Your objective: Can you convert all of the data below into a JSON list of strings, with one string per line, no blank lines, and the pictures left out?
*** Data for processing ***
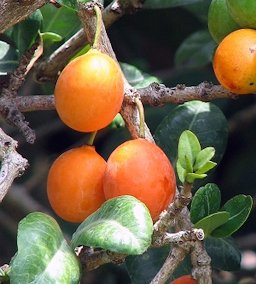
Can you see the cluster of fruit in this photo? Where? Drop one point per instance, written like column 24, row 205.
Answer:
column 88, row 94
column 232, row 24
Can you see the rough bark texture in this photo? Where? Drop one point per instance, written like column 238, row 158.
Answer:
column 14, row 11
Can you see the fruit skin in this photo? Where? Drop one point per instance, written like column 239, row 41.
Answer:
column 89, row 92
column 74, row 184
column 141, row 169
column 185, row 279
column 220, row 22
column 243, row 12
column 234, row 62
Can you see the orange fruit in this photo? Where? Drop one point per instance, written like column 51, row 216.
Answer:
column 234, row 62
column 74, row 184
column 185, row 279
column 141, row 169
column 89, row 92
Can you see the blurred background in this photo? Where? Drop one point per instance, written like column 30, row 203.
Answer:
column 154, row 41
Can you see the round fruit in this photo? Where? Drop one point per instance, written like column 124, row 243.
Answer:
column 220, row 22
column 141, row 169
column 234, row 61
column 243, row 12
column 89, row 92
column 185, row 279
column 74, row 185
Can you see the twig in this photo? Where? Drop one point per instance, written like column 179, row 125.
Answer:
column 158, row 94
column 49, row 69
column 13, row 164
column 8, row 109
column 13, row 11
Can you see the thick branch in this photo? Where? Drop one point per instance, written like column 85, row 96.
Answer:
column 14, row 11
column 13, row 164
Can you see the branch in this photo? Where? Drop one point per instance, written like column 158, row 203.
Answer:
column 49, row 69
column 14, row 11
column 8, row 109
column 13, row 164
column 175, row 257
column 158, row 94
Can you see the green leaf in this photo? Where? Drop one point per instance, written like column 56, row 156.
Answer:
column 239, row 208
column 8, row 58
column 206, row 201
column 25, row 33
column 188, row 149
column 62, row 21
column 191, row 177
column 122, row 224
column 49, row 38
column 212, row 221
column 160, row 4
column 206, row 168
column 203, row 157
column 205, row 120
column 43, row 254
column 196, row 50
column 224, row 253
column 181, row 172
column 136, row 77
column 69, row 3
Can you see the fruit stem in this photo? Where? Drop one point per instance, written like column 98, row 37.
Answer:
column 96, row 40
column 91, row 138
column 142, row 117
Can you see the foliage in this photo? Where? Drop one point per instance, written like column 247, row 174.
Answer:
column 193, row 135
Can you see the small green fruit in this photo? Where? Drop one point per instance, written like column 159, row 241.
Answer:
column 243, row 12
column 220, row 22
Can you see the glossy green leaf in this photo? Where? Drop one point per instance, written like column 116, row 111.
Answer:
column 69, row 3
column 239, row 208
column 122, row 224
column 191, row 177
column 206, row 201
column 136, row 77
column 43, row 254
column 50, row 38
column 212, row 221
column 205, row 120
column 188, row 149
column 160, row 4
column 62, row 21
column 206, row 168
column 196, row 50
column 181, row 172
column 8, row 58
column 203, row 157
column 224, row 253
column 25, row 33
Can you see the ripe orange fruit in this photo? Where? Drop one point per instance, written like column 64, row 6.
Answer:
column 89, row 92
column 74, row 185
column 185, row 279
column 141, row 169
column 234, row 61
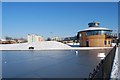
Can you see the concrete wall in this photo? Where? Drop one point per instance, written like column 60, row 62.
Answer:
column 95, row 40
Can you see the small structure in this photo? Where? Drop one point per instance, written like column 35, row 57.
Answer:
column 96, row 36
column 34, row 38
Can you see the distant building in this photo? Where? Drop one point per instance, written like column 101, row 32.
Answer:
column 34, row 38
column 96, row 36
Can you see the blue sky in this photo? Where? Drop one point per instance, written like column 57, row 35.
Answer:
column 55, row 18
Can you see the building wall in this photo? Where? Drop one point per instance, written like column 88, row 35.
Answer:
column 34, row 38
column 95, row 40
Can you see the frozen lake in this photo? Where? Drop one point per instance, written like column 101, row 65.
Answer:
column 50, row 64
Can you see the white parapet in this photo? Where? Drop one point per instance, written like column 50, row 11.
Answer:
column 116, row 66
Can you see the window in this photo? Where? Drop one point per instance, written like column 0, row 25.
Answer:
column 108, row 42
column 105, row 42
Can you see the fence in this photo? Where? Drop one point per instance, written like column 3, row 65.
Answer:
column 104, row 68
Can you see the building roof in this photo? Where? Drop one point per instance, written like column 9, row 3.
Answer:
column 94, row 28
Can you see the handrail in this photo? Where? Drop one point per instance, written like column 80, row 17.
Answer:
column 104, row 68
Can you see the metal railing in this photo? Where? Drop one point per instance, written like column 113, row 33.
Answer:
column 104, row 68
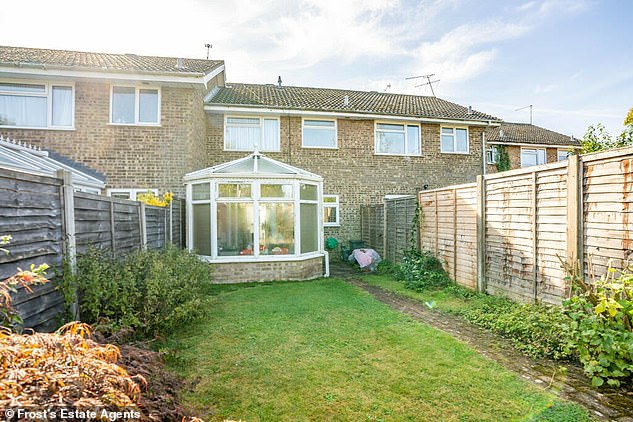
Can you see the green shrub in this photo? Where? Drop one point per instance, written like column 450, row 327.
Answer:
column 152, row 292
column 535, row 330
column 421, row 270
column 600, row 331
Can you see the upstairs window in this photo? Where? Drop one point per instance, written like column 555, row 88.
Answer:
column 330, row 211
column 40, row 106
column 135, row 106
column 397, row 139
column 563, row 154
column 319, row 133
column 251, row 133
column 454, row 140
column 532, row 157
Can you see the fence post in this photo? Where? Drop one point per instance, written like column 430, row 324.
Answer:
column 69, row 235
column 481, row 233
column 112, row 230
column 574, row 211
column 143, row 225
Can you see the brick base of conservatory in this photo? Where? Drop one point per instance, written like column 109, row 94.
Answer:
column 245, row 272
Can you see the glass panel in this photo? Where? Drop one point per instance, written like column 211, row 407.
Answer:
column 461, row 140
column 202, row 229
column 390, row 143
column 413, row 140
column 62, row 106
column 308, row 193
column 383, row 126
column 148, row 106
column 330, row 215
column 276, row 191
column 319, row 123
column 26, row 88
column 319, row 137
column 447, row 143
column 123, row 104
column 309, row 228
column 276, row 229
column 235, row 229
column 242, row 138
column 201, row 192
column 23, row 111
column 271, row 135
column 234, row 190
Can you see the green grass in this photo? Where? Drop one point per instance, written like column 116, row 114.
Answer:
column 324, row 350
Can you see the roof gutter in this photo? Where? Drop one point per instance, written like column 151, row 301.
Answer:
column 358, row 115
column 169, row 77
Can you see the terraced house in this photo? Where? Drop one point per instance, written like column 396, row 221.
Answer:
column 163, row 123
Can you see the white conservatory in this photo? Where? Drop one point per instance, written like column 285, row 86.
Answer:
***
Exercise response:
[
  "Can you see the cluster of fruit in this photo? Where? Drop one point per instance, written like column 24, row 205.",
  "Answer:",
  "column 88, row 94",
  "column 232, row 24",
  "Can you see the rough bark texture in this photo? Where? Drop one point per instance, written like column 238, row 158.",
  "Answer:",
  "column 14, row 11",
  "Can you see the fruit skin in this photo? Where? Drop one point per instance, written like column 239, row 41.",
  "Answer:",
  "column 89, row 92",
  "column 74, row 184",
  "column 141, row 169",
  "column 185, row 279",
  "column 220, row 22",
  "column 243, row 12",
  "column 234, row 62",
  "Can you see the orange fruit in this photo? Where? Drop one point per instance, written like column 51, row 216.",
  "Answer:",
  "column 234, row 62",
  "column 74, row 184",
  "column 185, row 279",
  "column 141, row 169",
  "column 89, row 92",
  "Can you see the blurred background in this photo? Where? Drop one point per instance, written like column 30, row 203.",
  "Answer:",
  "column 154, row 41",
  "Can you see the round fruit in this photo? Where? Drop one point per instance, written like column 124, row 243.",
  "Answer:",
  "column 220, row 22",
  "column 141, row 169",
  "column 234, row 61",
  "column 243, row 12",
  "column 89, row 92",
  "column 185, row 279",
  "column 74, row 185",
  "Can you see the twig in this photo? Where? Drop one point per instance, written like column 179, row 125.",
  "Answer:",
  "column 158, row 94",
  "column 49, row 69",
  "column 13, row 164",
  "column 8, row 109",
  "column 13, row 11",
  "Can you see the thick branch in this photo? Where? Drop one point per instance, written like column 85, row 96.",
  "Answer:",
  "column 14, row 11",
  "column 13, row 164",
  "Can you see the branch in this photo? Where? Drop one point per instance, written like column 158, row 203.",
  "Answer:",
  "column 49, row 69",
  "column 14, row 11",
  "column 8, row 109",
  "column 13, row 164",
  "column 175, row 257",
  "column 158, row 94",
  "Can you see the green leaf in this photo? Where? Drop one point per instance, written like column 56, row 156.",
  "Answer:",
  "column 239, row 208",
  "column 8, row 58",
  "column 206, row 201",
  "column 25, row 33",
  "column 188, row 149",
  "column 62, row 21",
  "column 191, row 177",
  "column 122, row 224",
  "column 49, row 38",
  "column 212, row 221",
  "column 160, row 4",
  "column 206, row 168",
  "column 203, row 157",
  "column 205, row 120",
  "column 43, row 254",
  "column 196, row 50",
  "column 224, row 253",
  "column 181, row 172",
  "column 136, row 77",
  "column 69, row 3",
  "Can you see the fruit stem in this photo? Where? Drop one point per instance, written like column 98, row 37.",
  "Answer:",
  "column 96, row 40",
  "column 91, row 138",
  "column 142, row 117",
  "Can you see the foliage in this photo? Where? Drop one point per instance, written like column 247, row 174.",
  "Answer:",
  "column 193, row 135",
  "Can you see the small green fruit in this photo? Where? Drop one point per instance, written like column 159, row 241.",
  "Answer:",
  "column 243, row 12",
  "column 220, row 22",
  "Can you see the glossy green leaf in this photo? Where? Drop one point per instance, written like column 116, row 111.",
  "Answer:",
  "column 69, row 3",
  "column 239, row 208",
  "column 122, row 224",
  "column 191, row 177",
  "column 206, row 201",
  "column 136, row 77",
  "column 43, row 254",
  "column 50, row 38",
  "column 212, row 221",
  "column 205, row 120",
  "column 188, row 149",
  "column 160, row 4",
  "column 62, row 21",
  "column 206, row 168",
  "column 196, row 50",
  "column 181, row 172",
  "column 8, row 58",
  "column 203, row 157",
  "column 224, row 253",
  "column 25, row 33",
  "Can you see the ripe orange fruit in this photo? Where? Drop one point per instance, written like column 64, row 6.",
  "Answer:",
  "column 89, row 92",
  "column 74, row 185",
  "column 185, row 279",
  "column 141, row 169",
  "column 234, row 61",
  "Can you see the concrete wall in this photo? Where? Drop one point per instance, written like column 60, row 62.",
  "Answer:",
  "column 95, row 40",
  "Can you see the small structure in this photo? Where? Drop one point per instance, written like column 35, row 57.",
  "Answer:",
  "column 96, row 36",
  "column 34, row 38",
  "Can you see the distant building in this photo? Where? Drop one point per instance, written like column 101, row 32.",
  "Answer:",
  "column 34, row 38",
  "column 96, row 36",
  "Can you see the blue sky in this photo? Where? Drop one point per instance, written like column 57, row 35.",
  "Answer:",
  "column 55, row 18",
  "Can you see the building wall in this photo? Where? Drop one point per instance, written like column 88, row 35.",
  "Answer:",
  "column 34, row 38",
  "column 95, row 40",
  "Can you see the frozen lake in this photo? Where? Drop one point per instance, written like column 101, row 65.",
  "Answer:",
  "column 50, row 64",
  "Can you see the white parapet in this photo? Where? Drop one point per instance, written like column 50, row 11.",
  "Answer:",
  "column 116, row 66",
  "Can you see the window in this photo? Where? Drop one point per instance, written like column 0, row 25.",
  "Answer:",
  "column 108, row 42",
  "column 105, row 42",
  "Can you see the fence in this photo? Where? Drop one point per instance, written like column 3, row 65.",
  "Answer:",
  "column 104, row 68",
  "Can you see the building roof in this photo? Where? Drop one point per instance, written like column 9, row 3.",
  "Answer:",
  "column 94, row 28",
  "Can you see the handrail in this photo? Where? Drop one point per instance, written like column 80, row 17.",
  "Answer:",
  "column 104, row 68",
  "Can you see the metal railing in this photo? Where? Drop one point per instance, written like column 113, row 33.",
  "Answer:",
  "column 104, row 68",
  "Can you see the green shrub in this photo? Where? Drop one point per instance, written like column 450, row 327.",
  "Answer:",
  "column 152, row 292",
  "column 535, row 330",
  "column 421, row 270",
  "column 600, row 331",
  "Can you see the upstairs window in this photo? Where? Drop one point per instance, written like column 555, row 88.",
  "Answer:",
  "column 330, row 211",
  "column 40, row 106",
  "column 135, row 106",
  "column 397, row 139",
  "column 563, row 154",
  "column 319, row 133",
  "column 251, row 133",
  "column 454, row 140",
  "column 532, row 157",
  "Can you see the fence post in this photo? Where? Drop one point per instance, written like column 430, row 324.",
  "Answer:",
  "column 69, row 235",
  "column 481, row 233",
  "column 112, row 230",
  "column 574, row 211",
  "column 143, row 225",
  "Can you see the brick base of conservatory in this photo? Where? Drop one point per instance, written like column 109, row 94.",
  "Answer:",
  "column 245, row 272",
  "Can you see the glass panel in this photo? Where? Drop one point per instance, written like column 211, row 407.",
  "Answer:",
  "column 461, row 140",
  "column 202, row 229",
  "column 390, row 143",
  "column 413, row 140",
  "column 62, row 106",
  "column 308, row 193",
  "column 383, row 126",
  "column 148, row 106",
  "column 330, row 215",
  "column 276, row 191",
  "column 319, row 123",
  "column 26, row 88",
  "column 319, row 137",
  "column 447, row 143",
  "column 123, row 104",
  "column 309, row 228",
  "column 276, row 229",
  "column 235, row 229",
  "column 242, row 138",
  "column 201, row 192",
  "column 23, row 111",
  "column 271, row 135",
  "column 234, row 190",
  "Can you see the green grass in this photo? Where? Drop one point per instance, written like column 116, row 114.",
  "Answer:",
  "column 324, row 350",
  "Can you see the roof gutter in this photo? Where? Drop one point per instance, written like column 151, row 301.",
  "Answer:",
  "column 358, row 115",
  "column 169, row 77",
  "Can you see the terraced house in this photo? Where? Drop one point per instance, written like column 396, row 221.",
  "Answer:",
  "column 163, row 123",
  "Can you see the white conservatory in this photo? Where? Drop one point per instance, written like column 285, row 86.",
  "Answer:"
]